Prompt:
Count the lines in the records below that contain the word "walkway", and reply with that number alone.

[Coordinate labeling data]
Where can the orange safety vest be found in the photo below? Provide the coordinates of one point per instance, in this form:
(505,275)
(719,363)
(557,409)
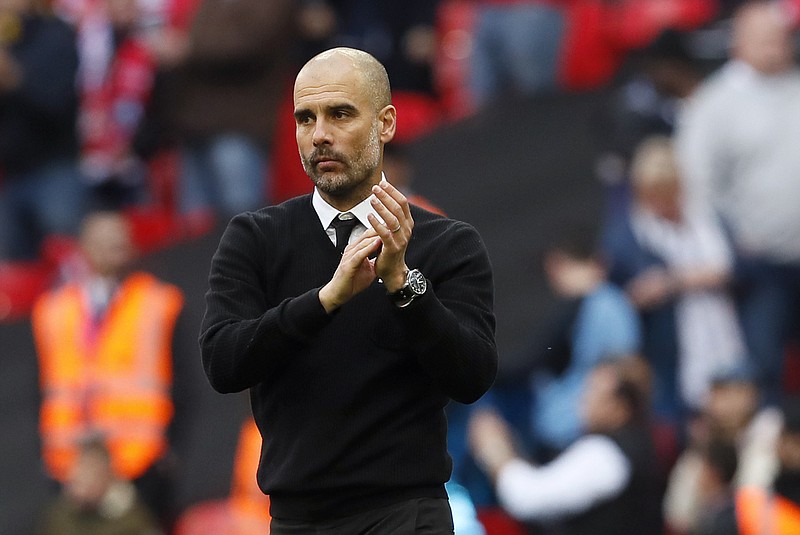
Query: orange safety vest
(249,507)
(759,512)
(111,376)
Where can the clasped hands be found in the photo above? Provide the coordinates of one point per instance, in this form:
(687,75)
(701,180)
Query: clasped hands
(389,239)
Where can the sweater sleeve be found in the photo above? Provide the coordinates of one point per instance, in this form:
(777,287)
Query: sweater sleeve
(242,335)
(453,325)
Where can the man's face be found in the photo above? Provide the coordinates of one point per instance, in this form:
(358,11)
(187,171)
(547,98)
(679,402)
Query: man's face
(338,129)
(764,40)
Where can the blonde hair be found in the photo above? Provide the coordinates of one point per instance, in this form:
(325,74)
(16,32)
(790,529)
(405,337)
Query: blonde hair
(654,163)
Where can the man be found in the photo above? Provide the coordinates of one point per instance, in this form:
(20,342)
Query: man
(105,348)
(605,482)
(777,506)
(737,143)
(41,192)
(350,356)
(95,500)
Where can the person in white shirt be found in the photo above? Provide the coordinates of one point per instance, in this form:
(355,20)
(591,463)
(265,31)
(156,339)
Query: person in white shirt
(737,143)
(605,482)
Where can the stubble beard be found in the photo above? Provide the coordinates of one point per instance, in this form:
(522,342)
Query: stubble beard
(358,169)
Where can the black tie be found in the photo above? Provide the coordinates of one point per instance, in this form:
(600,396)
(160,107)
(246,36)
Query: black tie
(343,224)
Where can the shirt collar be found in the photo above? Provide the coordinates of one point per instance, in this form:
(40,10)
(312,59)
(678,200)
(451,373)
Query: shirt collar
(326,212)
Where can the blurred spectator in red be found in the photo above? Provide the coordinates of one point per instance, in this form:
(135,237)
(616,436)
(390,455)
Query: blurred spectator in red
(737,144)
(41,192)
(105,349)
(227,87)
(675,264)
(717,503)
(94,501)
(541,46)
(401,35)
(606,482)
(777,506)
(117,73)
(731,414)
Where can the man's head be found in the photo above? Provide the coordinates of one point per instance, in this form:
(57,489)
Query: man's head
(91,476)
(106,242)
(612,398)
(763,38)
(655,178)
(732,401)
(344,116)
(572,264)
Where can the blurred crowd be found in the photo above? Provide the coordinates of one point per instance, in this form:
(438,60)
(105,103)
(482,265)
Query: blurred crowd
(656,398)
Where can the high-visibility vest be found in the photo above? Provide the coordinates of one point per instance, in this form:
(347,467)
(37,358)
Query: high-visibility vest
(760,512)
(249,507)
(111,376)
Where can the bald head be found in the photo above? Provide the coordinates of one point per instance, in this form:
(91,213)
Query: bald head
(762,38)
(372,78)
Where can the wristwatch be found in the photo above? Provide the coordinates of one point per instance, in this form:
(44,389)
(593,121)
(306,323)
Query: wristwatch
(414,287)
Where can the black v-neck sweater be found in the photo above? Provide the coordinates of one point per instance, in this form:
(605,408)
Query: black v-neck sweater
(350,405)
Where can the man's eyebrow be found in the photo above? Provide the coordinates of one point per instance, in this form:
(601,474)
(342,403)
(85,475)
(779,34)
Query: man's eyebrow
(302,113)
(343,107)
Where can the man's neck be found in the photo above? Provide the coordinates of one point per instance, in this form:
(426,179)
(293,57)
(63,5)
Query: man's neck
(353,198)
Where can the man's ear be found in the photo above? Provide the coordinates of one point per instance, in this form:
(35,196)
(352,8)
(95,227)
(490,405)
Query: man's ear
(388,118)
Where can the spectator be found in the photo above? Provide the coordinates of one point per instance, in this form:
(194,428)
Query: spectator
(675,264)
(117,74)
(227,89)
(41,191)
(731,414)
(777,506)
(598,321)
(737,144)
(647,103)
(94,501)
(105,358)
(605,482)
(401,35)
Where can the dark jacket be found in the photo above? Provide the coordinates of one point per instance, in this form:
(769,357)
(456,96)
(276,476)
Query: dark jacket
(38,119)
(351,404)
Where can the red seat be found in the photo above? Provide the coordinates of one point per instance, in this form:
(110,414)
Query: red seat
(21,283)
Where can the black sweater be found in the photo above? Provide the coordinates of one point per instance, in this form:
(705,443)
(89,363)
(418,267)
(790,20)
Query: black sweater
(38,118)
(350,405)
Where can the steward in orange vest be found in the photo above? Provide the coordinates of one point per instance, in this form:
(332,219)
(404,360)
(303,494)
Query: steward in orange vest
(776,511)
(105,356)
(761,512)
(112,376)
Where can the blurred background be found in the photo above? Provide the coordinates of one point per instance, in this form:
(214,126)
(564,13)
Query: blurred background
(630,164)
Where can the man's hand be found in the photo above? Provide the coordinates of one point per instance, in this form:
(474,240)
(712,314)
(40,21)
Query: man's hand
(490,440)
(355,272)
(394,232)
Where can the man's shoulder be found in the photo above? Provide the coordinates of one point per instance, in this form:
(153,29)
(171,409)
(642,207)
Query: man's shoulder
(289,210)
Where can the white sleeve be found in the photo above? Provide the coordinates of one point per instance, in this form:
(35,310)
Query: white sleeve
...
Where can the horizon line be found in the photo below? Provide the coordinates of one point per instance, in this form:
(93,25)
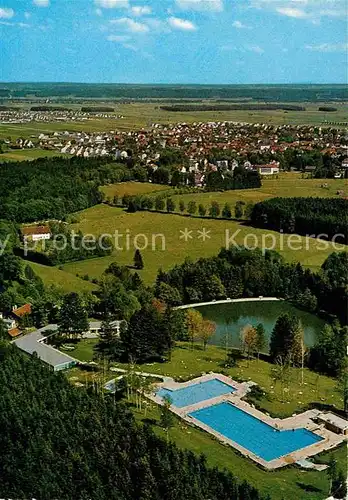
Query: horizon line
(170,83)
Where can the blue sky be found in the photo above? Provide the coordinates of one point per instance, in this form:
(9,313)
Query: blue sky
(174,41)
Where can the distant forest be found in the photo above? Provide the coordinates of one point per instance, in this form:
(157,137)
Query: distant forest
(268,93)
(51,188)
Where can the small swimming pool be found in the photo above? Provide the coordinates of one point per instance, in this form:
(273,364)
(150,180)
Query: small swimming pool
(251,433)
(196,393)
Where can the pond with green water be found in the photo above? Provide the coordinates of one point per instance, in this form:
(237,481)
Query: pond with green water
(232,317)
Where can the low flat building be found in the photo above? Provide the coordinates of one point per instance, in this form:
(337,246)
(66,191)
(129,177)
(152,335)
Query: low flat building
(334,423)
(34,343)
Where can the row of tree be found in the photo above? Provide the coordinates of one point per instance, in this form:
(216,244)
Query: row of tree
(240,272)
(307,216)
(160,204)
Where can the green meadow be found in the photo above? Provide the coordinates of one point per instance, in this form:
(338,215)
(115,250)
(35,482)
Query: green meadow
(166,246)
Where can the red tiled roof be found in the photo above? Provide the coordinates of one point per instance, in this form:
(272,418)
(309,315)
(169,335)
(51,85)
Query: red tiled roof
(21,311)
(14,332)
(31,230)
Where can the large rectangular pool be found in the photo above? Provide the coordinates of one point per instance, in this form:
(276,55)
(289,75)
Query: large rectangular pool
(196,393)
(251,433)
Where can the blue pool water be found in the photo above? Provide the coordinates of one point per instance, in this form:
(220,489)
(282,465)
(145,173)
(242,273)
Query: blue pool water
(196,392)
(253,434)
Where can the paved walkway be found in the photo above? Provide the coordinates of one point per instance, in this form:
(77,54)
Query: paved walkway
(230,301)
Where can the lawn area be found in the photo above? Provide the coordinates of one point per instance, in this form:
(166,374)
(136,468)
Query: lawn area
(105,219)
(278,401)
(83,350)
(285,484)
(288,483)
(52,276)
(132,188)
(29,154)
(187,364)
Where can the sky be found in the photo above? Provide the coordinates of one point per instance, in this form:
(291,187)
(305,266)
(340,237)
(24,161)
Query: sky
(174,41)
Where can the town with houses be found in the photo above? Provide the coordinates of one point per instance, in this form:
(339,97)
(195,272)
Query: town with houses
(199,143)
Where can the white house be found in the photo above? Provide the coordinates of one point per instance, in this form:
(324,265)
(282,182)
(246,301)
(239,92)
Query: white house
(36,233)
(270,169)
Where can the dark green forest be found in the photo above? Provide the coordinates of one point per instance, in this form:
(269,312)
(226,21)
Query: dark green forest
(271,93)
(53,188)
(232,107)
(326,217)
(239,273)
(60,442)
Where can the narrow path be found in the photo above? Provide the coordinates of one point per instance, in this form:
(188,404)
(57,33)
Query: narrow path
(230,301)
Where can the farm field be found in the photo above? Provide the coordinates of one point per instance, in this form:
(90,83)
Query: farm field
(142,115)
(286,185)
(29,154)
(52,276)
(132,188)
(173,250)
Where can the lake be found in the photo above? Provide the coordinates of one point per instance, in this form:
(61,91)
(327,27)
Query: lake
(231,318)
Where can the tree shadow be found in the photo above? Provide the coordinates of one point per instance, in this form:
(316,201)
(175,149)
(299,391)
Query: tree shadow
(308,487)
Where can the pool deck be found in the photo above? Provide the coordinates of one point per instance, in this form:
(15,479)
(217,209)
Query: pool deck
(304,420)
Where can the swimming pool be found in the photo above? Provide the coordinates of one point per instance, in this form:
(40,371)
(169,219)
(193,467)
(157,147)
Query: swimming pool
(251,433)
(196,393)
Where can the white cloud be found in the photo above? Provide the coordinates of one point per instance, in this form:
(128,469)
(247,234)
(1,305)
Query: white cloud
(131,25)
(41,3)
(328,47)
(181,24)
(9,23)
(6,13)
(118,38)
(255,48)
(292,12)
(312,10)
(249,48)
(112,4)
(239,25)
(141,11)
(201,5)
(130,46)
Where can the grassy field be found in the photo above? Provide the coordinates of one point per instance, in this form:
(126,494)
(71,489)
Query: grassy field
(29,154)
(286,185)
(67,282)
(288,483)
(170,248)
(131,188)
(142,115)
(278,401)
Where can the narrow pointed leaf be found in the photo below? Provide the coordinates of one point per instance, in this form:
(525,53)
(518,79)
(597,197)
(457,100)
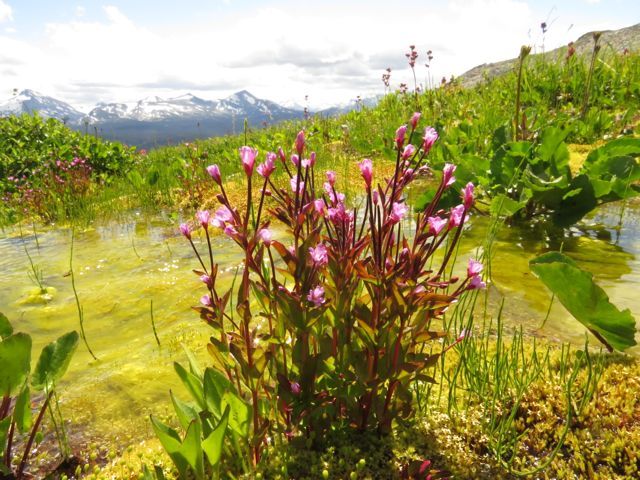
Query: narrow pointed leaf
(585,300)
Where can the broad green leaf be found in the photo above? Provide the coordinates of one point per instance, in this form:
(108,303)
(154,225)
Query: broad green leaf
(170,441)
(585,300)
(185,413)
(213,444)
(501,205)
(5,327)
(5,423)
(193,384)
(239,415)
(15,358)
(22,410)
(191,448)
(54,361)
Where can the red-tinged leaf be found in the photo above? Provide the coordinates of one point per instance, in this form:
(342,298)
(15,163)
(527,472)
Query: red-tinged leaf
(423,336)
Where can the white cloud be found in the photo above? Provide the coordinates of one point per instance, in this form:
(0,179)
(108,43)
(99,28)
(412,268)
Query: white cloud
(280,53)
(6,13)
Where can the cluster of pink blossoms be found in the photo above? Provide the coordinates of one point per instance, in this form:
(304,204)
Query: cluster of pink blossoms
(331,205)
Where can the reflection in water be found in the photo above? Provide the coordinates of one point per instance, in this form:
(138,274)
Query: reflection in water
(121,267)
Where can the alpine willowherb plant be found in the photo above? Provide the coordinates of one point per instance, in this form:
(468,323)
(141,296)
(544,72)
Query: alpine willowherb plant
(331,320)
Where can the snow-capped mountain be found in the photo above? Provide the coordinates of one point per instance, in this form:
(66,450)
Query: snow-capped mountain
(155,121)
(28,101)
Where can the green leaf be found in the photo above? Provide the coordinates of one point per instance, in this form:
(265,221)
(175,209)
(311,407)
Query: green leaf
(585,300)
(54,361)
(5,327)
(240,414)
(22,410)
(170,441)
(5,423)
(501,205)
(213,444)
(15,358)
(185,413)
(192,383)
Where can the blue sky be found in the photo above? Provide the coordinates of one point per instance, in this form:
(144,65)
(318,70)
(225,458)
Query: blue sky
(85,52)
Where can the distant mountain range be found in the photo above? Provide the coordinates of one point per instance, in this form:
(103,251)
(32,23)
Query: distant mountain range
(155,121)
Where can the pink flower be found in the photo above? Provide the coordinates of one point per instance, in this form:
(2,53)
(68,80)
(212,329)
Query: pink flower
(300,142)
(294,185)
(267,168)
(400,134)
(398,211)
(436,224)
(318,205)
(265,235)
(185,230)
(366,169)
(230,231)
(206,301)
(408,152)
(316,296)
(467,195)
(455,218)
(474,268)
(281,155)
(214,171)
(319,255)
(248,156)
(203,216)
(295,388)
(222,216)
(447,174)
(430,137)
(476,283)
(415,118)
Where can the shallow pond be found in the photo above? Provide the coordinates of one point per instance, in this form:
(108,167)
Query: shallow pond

Response:
2